= Robert J. Bolger =

American businessman

Robert J. Bolger (1922 - October 7, 2007) was an American businessman, the Founder and President of the National Association of Chain Drug Stores, and oversaw the transition of the drug store industry from regional to national chains.

== Biography ==
Robert J. Bolger was born in 1922 and raised in Philadelphia. He graduated from Villanova University with a B.S. degree in economics. He was a Navy fighter pilot during World War II and served on the Boxer and Independence aircraft carriers flying missions in F4U Corsairs.

He was the first president and CEO of the National Association of Chain Drug Stores from 1962 to 1987. Along with other founding drugstore chain executives, he helped to build the architecture of NACDS, and the entire drugstore chain industry. He helped establish the "Annual Meeting" of high-level figures in the industry.

* [Source information]:
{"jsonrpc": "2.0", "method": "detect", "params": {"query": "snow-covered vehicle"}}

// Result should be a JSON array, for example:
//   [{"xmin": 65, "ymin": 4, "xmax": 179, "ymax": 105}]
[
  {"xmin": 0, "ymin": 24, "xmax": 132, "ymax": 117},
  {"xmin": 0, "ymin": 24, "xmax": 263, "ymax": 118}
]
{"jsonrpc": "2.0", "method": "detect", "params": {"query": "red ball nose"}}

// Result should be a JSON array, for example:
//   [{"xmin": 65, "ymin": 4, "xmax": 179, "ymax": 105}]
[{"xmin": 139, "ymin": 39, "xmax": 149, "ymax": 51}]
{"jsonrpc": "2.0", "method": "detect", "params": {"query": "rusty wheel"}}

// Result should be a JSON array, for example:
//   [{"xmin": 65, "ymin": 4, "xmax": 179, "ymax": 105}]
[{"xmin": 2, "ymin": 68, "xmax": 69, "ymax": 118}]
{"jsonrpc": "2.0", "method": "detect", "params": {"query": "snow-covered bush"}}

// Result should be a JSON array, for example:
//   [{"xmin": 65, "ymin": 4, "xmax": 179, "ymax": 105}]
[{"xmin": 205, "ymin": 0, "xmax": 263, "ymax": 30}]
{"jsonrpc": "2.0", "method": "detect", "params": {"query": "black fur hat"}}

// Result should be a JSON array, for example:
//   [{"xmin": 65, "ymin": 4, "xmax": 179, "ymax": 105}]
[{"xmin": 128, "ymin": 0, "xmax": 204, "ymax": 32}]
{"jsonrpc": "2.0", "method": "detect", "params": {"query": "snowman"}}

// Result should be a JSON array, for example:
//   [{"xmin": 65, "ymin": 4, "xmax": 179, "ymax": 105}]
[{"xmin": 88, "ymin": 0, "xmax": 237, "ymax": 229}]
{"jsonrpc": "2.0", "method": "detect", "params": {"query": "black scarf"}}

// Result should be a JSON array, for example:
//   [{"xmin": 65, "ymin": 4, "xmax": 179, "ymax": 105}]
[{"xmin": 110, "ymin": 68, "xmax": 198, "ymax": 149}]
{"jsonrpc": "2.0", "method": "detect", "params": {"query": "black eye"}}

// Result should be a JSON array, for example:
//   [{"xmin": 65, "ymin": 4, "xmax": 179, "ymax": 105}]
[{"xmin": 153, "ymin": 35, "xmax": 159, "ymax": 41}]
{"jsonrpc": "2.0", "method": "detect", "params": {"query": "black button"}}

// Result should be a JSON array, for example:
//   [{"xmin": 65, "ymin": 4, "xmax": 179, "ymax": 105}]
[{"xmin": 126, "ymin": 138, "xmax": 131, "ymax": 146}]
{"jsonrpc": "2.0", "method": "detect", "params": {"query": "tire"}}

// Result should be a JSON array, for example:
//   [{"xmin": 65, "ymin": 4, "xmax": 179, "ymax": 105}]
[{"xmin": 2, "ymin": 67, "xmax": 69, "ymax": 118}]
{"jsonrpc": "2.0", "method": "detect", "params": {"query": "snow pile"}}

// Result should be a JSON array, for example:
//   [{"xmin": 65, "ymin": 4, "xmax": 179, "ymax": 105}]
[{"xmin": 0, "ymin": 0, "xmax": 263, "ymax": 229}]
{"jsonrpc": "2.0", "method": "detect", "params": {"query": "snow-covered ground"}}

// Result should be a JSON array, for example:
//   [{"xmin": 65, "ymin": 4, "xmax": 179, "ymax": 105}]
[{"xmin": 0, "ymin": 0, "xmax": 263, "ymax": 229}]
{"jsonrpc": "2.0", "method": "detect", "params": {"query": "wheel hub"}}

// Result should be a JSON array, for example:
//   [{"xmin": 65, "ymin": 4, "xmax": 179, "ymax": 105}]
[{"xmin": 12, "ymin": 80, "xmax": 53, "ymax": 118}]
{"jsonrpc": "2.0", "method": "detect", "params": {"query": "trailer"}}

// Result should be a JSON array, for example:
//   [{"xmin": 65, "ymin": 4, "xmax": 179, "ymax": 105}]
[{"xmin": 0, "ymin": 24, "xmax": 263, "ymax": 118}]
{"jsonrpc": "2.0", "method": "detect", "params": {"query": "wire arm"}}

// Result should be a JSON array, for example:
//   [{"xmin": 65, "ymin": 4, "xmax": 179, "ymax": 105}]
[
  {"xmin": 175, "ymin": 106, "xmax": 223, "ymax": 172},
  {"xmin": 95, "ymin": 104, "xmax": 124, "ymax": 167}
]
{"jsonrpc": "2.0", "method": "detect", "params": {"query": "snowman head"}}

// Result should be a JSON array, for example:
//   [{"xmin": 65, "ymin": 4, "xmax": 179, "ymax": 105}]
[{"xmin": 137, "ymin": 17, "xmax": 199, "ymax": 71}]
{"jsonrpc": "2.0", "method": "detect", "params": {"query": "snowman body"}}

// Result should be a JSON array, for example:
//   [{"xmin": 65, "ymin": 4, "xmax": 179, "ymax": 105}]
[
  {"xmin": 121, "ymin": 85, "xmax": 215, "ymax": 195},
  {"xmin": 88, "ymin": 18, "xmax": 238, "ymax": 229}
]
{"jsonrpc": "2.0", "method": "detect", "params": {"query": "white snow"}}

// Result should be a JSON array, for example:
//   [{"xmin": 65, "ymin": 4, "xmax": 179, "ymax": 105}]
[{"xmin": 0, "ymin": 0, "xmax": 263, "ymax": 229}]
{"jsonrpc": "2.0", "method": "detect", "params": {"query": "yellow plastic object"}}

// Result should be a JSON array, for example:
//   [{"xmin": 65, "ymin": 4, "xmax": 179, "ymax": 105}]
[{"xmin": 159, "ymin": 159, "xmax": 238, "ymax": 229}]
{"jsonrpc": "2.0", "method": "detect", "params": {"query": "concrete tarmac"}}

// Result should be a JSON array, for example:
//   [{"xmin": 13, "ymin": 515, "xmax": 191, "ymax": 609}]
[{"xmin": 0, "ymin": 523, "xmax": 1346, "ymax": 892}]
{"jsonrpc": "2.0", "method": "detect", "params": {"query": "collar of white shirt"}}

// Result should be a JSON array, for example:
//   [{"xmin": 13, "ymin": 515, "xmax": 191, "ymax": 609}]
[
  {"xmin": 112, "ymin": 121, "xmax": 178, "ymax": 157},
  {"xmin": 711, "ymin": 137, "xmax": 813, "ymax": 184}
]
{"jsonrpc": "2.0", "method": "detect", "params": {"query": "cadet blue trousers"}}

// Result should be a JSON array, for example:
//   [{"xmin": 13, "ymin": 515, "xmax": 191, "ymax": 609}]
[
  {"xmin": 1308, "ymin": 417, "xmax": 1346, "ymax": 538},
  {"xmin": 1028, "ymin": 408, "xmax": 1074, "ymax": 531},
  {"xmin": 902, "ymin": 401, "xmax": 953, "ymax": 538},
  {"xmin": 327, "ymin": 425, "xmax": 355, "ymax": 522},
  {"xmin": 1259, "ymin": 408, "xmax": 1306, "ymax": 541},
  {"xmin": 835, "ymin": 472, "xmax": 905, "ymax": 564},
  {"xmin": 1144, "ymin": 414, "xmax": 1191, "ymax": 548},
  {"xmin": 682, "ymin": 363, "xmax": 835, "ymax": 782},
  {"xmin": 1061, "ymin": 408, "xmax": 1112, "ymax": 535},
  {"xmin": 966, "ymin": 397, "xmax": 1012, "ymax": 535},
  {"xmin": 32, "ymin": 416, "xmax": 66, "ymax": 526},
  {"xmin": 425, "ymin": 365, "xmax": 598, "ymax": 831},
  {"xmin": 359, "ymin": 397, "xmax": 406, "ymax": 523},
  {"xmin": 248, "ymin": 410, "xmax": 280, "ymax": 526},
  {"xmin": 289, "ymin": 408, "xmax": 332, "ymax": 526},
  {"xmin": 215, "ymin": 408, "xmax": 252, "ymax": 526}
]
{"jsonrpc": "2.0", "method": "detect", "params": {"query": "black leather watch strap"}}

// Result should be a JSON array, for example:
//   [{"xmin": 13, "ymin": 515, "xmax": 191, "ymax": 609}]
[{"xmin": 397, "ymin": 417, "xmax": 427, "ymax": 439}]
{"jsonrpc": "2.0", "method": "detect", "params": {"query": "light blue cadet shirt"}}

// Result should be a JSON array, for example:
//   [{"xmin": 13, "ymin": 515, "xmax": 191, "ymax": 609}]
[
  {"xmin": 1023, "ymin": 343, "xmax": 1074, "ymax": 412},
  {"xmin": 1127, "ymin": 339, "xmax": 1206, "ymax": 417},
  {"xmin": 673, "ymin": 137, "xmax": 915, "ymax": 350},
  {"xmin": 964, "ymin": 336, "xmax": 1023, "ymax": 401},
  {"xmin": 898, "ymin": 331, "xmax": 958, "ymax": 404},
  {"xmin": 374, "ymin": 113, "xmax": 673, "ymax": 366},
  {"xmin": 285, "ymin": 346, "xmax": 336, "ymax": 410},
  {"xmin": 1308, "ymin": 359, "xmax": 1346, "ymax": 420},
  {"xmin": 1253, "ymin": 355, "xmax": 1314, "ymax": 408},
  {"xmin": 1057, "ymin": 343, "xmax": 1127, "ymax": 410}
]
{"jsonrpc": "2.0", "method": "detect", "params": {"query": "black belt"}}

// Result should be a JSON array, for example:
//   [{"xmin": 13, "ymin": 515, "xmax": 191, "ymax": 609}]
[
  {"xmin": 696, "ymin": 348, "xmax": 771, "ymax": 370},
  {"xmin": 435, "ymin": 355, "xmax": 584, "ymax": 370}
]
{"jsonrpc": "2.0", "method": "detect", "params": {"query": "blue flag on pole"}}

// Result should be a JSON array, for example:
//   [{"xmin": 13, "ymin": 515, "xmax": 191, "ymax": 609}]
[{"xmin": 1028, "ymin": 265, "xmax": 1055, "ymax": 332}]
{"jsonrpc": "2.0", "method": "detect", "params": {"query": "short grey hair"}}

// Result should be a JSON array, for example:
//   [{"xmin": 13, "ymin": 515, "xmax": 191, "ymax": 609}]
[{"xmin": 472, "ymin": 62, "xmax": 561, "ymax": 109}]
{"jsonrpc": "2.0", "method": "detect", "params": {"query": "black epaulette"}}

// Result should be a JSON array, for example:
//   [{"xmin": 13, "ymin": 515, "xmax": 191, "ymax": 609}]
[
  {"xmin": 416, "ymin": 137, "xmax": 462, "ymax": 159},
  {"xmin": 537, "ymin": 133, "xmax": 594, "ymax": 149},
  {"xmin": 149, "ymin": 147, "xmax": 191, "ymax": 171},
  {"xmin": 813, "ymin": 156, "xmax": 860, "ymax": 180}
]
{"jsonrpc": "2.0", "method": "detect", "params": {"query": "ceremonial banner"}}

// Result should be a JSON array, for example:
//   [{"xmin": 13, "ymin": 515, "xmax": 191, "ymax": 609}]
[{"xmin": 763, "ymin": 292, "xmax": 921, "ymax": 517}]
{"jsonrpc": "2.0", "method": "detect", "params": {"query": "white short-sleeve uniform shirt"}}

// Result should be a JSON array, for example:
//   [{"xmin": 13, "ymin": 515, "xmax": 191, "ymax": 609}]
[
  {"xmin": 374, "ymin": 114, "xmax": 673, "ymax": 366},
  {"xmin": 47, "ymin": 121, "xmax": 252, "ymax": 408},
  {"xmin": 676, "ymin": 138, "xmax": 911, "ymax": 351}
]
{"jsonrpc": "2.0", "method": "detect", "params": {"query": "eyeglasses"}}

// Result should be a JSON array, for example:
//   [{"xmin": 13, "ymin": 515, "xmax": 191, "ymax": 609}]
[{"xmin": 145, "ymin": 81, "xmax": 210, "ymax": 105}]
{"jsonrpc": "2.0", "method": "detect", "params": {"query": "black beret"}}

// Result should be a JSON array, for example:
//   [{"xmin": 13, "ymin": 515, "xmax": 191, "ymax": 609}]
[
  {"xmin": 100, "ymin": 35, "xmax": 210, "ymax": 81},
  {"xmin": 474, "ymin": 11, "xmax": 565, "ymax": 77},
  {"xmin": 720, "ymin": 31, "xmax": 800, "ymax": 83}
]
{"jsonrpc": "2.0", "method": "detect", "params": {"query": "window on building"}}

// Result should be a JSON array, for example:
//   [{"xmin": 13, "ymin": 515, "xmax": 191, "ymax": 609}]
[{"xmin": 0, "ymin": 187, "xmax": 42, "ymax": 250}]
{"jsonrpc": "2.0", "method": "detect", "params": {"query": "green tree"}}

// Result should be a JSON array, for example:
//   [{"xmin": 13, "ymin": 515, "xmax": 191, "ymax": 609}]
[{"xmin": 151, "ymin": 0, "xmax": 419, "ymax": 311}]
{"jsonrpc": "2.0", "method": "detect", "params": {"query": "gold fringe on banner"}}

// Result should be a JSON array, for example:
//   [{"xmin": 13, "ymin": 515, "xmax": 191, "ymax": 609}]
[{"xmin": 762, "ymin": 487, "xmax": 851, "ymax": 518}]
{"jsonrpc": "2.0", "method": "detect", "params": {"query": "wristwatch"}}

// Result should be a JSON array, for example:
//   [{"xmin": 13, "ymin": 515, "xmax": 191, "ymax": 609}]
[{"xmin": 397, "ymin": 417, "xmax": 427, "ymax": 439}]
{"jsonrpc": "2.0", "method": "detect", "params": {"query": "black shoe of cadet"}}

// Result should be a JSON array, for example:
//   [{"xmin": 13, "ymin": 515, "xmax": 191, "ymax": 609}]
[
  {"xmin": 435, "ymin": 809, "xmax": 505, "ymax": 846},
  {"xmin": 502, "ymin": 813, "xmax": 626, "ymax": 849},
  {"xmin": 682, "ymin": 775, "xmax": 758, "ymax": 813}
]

* [Exercise instructions]:
1 > Translate this sentence from the passage on Robert J. Bolger into Spanish: "He graduated from Villanova University with a B.S. degree in economics."
2 > Answer these questions using the passage on Robert J. Bolger.
(a) In what city was Bolger raised?
(b) What aircraft did he fly during World War II?
(c) During which years was he president and CEO of the National Association of Chain Drug Stores?
3 > Continue the biography of Robert J. Bolger from the end of its last sentence.

* [Answers to the exercises]:
1 > Se graduó de la Universidad de Villanova con una licenciatura (B.S.) en economía.

2 >
(a) Philadelphia
(b) F4U Corsairs
(c) 1962 to 1987

3 >
Bolger helped to forge both the philosophical identity and physical home of NACDS, leading the project to secure the land and construct NACDS' current headquarters offices in Alexandria, Virginia, with the location partly chosen for its proximity to Capitol Hill. During his time at NACDS, Bolger expanded the association's government lobbying activities, helping to give the U.S. pharmaceutical industry the influence over government that it has today.

Bolger subsequently served as a member of the NACDS Honorary Board, and also served on the board of directors for Barr Pharmaceuticals from 1988 to 2002. In addition, he is one of the authors of the book, Chain Drug Store Management and Operations.